> [Problem requirements]: Please restate exactly the lines of the data below, beginning with the line containing "white countertop, put" and ending with the last line.

> [Given records]:
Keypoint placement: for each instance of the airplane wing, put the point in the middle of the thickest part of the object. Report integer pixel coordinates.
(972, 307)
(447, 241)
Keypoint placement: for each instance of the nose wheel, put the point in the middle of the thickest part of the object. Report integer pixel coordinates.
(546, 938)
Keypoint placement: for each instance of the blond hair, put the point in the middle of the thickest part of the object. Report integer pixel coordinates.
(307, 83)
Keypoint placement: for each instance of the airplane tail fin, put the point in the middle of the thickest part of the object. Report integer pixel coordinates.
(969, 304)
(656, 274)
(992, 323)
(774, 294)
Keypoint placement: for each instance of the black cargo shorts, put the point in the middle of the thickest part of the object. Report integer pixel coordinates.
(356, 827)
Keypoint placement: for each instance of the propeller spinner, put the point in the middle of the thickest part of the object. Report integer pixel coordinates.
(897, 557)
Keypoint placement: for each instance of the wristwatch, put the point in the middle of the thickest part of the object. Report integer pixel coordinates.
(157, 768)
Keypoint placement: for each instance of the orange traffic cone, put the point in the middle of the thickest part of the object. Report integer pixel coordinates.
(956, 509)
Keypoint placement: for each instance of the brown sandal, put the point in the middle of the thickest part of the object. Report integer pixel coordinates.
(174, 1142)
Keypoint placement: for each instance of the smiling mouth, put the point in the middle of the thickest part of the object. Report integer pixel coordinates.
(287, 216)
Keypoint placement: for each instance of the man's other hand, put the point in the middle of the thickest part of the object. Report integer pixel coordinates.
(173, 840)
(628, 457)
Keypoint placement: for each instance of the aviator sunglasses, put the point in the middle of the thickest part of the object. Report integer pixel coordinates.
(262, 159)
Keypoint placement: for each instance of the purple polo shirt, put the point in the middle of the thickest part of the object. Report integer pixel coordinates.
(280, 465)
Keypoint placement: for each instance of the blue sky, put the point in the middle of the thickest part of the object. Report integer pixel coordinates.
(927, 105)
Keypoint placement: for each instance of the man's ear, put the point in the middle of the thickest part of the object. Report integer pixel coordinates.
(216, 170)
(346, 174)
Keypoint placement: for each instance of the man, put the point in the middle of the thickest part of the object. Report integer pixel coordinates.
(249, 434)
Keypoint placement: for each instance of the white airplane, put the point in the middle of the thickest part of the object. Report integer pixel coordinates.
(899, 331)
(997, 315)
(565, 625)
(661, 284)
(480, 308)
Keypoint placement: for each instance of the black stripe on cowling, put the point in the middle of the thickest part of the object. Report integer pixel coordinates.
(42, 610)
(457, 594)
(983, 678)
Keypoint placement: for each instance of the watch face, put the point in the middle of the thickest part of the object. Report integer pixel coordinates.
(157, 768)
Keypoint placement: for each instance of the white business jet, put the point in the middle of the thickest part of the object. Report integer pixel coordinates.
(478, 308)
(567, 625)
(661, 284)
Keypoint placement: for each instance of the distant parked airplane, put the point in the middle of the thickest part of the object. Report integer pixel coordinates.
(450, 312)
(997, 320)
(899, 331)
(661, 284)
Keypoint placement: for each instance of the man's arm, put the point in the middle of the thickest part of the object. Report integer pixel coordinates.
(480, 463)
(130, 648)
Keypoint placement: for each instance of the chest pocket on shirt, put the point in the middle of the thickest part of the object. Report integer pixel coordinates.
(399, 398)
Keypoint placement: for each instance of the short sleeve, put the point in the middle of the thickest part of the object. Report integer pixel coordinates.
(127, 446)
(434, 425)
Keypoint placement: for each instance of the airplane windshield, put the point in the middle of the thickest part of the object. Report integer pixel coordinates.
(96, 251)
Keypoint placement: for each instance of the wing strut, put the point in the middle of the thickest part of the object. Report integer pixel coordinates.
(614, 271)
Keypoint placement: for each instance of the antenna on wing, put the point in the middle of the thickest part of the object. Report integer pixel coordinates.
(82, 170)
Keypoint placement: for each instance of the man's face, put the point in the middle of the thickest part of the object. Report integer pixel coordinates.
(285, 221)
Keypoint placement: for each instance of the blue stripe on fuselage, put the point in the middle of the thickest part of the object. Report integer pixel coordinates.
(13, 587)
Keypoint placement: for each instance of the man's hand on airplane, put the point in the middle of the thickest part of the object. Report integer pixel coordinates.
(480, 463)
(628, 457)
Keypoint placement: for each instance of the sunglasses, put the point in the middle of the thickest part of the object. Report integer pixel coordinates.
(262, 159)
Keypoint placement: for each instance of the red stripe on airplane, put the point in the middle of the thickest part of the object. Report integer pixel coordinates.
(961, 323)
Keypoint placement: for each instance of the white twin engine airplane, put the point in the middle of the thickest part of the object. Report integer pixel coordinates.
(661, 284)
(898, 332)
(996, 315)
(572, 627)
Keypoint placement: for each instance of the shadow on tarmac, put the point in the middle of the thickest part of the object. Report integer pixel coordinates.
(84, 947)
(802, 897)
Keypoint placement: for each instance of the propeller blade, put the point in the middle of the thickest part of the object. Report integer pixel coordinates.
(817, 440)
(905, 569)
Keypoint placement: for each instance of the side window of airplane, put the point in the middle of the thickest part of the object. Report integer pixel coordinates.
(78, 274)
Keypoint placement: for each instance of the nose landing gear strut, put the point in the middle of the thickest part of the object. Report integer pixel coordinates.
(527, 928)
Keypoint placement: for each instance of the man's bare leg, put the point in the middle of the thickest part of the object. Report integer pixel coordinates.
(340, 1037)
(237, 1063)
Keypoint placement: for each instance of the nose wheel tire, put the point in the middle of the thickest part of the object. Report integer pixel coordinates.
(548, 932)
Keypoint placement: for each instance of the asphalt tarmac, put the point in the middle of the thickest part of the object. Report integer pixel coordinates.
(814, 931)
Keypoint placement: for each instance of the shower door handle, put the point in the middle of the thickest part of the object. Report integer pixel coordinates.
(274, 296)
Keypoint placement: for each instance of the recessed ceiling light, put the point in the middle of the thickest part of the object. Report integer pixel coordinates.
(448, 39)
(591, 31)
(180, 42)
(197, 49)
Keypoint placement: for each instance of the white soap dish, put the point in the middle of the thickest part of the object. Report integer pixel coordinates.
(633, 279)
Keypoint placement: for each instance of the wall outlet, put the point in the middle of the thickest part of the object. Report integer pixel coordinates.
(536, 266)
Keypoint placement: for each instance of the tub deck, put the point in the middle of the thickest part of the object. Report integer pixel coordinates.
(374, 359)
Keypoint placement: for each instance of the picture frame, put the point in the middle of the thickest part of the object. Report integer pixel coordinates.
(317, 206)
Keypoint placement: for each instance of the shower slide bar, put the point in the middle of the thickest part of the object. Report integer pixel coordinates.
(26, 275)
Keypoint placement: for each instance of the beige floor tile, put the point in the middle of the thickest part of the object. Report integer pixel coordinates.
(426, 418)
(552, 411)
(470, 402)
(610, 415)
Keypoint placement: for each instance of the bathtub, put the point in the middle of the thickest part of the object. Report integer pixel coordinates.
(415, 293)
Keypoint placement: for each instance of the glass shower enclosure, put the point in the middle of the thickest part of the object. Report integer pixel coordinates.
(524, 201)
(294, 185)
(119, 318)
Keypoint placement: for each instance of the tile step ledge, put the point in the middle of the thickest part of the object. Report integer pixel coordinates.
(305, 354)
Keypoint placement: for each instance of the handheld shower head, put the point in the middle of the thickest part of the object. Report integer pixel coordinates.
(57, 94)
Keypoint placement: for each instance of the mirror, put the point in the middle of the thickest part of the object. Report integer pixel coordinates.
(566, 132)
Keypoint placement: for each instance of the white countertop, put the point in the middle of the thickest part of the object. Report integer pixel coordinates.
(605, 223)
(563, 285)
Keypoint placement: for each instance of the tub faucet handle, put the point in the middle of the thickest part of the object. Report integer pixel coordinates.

> [Exercise output]:
Keypoint placement: for each instance of the white countertop, put the point in the middle of the thickest part of the object. Report integer pixel coordinates.
(605, 223)
(563, 285)
Keypoint placement: for each instance of the tub faucet handle, put the point in the middle of the thickest part of the object. Report integer pixel coordinates.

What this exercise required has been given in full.